Funding: Funds for this study were provided by the Department of Biotechnology (DBT), and Department of Science and Technology (DST), Government of India, New Delhi. The funders had no role in study design, data collection and analysis, decision to publish, or preparation of the manuscript.
Competing interests: The authors have declared that no competing interests exist.
Introduction
Single-stranded DNA binding protein (SSB) binds single-stranded DNA in a sequence independent manner during major DNA transactions such as DNA replication, repair and recombination [1]–[5]. Besides their crucial function in DNA transactions, they protect transiently generated single-stranded DNA (ssDNA) from nucleases or chemical attacks [6]. The eubacterial SSBs contain subunits with a similar basic fold, but may exhibit variations in their quaternary association [7]. SSBs possess an oligonucleotide-binding fold (OB-fold) in the N-terminal domain responsible for their oligomerization and DNA binding. The conserved C-terminal acidic tail of SSBs is important in protein-protein interactions [8]–[11]. One of the features of EcoSSB, important for its in vivo function, is the dynamic transition in its modes of DNA binding [6], [12]. SSB binds to ∼35 nucleotides by two of its subunits known as SSB35 mode and is required for unlimited cooperatively. While all the four subunits bind to ∼56 or ∼65 nucleotides in a limited cooperative manner known as SSB56 or SSB65 modes, respectively [13]–[16].

Point-per-instance localization data
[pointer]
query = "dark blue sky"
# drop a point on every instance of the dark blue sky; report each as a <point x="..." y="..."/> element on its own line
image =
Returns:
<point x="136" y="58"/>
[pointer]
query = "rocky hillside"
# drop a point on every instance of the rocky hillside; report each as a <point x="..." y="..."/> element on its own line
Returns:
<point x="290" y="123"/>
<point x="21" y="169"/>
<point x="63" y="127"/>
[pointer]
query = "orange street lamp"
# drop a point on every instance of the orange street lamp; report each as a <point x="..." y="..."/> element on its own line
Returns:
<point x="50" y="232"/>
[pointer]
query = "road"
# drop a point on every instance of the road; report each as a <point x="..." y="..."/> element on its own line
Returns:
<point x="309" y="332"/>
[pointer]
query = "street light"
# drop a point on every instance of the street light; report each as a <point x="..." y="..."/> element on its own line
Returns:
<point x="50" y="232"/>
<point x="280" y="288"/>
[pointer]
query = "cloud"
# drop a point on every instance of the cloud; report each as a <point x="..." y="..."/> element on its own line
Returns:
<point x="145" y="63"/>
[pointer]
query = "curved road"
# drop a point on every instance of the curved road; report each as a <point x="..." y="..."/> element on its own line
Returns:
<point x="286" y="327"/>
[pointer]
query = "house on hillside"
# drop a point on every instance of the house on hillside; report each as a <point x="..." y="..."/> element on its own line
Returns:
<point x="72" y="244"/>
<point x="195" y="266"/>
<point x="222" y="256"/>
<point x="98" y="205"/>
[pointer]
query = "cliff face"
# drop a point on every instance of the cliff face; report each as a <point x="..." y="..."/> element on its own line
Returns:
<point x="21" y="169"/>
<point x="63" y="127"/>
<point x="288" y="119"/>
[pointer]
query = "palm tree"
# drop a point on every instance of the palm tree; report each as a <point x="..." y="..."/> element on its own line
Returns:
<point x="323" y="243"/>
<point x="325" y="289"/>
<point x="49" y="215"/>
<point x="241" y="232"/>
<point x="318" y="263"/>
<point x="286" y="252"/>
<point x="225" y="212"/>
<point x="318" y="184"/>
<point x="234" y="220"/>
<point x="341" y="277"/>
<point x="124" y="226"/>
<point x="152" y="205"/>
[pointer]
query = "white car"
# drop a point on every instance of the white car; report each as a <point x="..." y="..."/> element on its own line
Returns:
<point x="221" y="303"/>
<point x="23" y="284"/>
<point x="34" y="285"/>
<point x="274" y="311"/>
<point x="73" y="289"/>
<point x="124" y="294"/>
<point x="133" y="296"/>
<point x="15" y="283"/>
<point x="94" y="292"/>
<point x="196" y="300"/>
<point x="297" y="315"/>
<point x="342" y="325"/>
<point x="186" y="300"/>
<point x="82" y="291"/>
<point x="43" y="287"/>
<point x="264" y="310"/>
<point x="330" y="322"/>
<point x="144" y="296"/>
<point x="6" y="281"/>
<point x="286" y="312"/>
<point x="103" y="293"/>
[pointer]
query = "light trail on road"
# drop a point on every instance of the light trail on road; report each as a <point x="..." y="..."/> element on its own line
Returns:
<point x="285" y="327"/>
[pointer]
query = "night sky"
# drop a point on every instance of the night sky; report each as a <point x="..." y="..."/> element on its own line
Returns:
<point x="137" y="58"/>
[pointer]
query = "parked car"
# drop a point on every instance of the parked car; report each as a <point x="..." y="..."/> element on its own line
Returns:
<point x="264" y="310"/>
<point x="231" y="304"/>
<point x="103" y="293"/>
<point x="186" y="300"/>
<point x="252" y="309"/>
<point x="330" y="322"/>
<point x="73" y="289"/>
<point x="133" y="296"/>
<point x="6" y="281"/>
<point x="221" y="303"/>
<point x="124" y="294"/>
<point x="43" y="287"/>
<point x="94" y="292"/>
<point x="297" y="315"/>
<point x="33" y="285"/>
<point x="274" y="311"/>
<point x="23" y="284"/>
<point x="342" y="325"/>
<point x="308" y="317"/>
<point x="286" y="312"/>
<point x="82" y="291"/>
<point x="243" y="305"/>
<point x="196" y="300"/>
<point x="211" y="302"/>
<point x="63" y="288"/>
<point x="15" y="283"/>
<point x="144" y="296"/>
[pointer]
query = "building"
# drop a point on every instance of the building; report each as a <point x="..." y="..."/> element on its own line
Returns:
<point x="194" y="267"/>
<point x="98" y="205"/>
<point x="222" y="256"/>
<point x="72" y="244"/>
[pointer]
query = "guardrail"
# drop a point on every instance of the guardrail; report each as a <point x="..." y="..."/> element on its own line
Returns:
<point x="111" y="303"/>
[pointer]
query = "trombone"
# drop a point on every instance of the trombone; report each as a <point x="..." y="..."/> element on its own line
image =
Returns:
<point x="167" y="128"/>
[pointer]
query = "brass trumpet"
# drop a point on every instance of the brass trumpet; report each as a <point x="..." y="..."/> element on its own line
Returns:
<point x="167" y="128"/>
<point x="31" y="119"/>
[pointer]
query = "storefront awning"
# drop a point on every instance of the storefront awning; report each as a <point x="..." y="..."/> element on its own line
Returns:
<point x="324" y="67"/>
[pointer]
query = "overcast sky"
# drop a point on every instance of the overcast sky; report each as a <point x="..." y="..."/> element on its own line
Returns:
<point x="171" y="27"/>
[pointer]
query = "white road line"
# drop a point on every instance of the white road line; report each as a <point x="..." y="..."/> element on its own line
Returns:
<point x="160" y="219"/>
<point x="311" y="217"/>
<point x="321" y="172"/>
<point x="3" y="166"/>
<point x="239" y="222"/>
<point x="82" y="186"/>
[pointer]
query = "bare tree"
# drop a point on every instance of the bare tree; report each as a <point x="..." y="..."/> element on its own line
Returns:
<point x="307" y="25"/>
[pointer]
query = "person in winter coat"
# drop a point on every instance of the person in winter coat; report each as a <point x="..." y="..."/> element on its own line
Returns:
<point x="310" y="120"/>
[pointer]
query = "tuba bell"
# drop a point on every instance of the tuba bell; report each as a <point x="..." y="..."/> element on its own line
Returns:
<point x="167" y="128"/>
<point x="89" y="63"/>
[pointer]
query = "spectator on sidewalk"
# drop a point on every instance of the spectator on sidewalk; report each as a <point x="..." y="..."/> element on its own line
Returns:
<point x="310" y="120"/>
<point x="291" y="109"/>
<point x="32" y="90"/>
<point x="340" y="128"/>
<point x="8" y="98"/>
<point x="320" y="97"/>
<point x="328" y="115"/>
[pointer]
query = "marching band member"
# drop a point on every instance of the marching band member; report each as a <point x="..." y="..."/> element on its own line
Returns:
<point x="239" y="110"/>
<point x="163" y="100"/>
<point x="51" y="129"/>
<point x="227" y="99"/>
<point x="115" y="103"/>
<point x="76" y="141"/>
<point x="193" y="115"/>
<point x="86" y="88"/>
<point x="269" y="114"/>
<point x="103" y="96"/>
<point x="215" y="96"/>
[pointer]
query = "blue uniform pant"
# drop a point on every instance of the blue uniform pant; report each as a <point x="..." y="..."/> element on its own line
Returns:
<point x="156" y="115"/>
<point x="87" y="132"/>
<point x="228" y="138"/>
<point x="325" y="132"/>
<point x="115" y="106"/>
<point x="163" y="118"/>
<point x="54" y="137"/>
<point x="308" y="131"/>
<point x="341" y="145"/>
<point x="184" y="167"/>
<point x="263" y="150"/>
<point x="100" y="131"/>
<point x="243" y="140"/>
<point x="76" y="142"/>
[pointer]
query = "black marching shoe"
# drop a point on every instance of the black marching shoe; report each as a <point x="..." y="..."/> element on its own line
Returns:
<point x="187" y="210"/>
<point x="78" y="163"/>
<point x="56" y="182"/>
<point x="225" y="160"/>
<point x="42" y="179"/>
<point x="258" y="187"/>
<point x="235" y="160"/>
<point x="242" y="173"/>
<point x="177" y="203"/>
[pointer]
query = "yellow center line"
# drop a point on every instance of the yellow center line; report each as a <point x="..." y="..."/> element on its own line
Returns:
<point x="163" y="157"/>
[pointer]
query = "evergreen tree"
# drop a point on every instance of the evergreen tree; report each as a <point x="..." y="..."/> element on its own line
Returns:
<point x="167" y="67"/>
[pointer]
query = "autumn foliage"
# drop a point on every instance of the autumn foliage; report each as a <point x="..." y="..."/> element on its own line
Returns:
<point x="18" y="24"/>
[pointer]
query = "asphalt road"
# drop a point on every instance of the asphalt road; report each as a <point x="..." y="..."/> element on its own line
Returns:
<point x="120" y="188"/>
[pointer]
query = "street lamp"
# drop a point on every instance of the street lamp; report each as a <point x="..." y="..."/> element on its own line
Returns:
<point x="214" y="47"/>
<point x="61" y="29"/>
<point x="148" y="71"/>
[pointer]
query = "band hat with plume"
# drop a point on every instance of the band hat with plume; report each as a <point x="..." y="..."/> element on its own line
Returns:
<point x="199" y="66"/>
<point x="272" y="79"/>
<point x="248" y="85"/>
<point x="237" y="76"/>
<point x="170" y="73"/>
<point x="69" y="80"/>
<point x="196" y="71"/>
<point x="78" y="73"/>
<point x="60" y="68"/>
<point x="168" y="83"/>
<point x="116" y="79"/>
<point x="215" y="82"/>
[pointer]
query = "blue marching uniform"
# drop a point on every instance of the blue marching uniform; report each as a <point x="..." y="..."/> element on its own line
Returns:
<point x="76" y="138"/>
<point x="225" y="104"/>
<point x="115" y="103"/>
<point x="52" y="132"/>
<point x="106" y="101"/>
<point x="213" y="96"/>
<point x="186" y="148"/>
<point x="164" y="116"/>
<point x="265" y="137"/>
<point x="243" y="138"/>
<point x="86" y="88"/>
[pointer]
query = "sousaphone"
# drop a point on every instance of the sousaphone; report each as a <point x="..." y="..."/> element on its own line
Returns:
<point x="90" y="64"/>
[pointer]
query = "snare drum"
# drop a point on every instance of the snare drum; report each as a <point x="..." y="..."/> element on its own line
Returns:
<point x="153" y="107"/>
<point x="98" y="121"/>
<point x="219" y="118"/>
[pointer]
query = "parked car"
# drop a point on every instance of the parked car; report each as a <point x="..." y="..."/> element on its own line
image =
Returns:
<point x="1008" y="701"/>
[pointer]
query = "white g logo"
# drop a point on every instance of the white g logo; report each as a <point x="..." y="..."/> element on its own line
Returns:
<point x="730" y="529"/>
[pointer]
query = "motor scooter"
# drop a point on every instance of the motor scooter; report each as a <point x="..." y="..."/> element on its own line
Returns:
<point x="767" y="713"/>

• **Directions**:
1. Name every DNA-binding mode of SSB that the passage on single-stranded DNA binding protein identifies.
2. Extend the passage on single-stranded DNA binding protein, picking up after its final sentence.

• **Written responses**:
1. SSB35, SSB56, and SSB65.

2.
The crystal structures of SSB in free and DNA bound forms have provided valuable information to understand their function [17], [18]. EcoSSB monomer consists of an N-terminal domain (∼115 amino acids) of defined structure, and the C-terminal domain whose three dimension structure is not available. The tertiary structure of the N-terminal domain of EcoSSB is defined by the presence of β1-β1′-β2-β3-α-β4-β451-β452-β5 secondary structure elements (Fig. 1). In the X-ray crystal structure, one of the β hairpin loops (L45) with well-defined electron density connects β4 and β5. Structural studies of EcoSSB suggested that its quaternary association is mediated by the L45 loops as well as by the six-stranded β-sheets formed by the dimers [17]. Furthermore, the L45 loop undergoes a significant change upon binding to DNA [18]. Functional importance of this movement, however, remains unclear.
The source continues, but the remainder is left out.